### Data for processing
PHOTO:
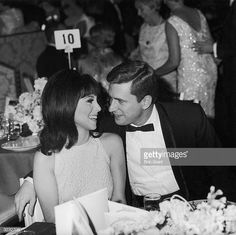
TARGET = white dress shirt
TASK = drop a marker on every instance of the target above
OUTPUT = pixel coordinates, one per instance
(215, 44)
(146, 179)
######
[About this exercise]
Could the entries above be written out word for word, pictures excluded?

[Result of this exercise]
PHOTO:
TARGET = white dress shirt
TASK = drop a marker on every instance of the target above
OUTPUT = pixel coordinates, one per instance
(215, 44)
(146, 179)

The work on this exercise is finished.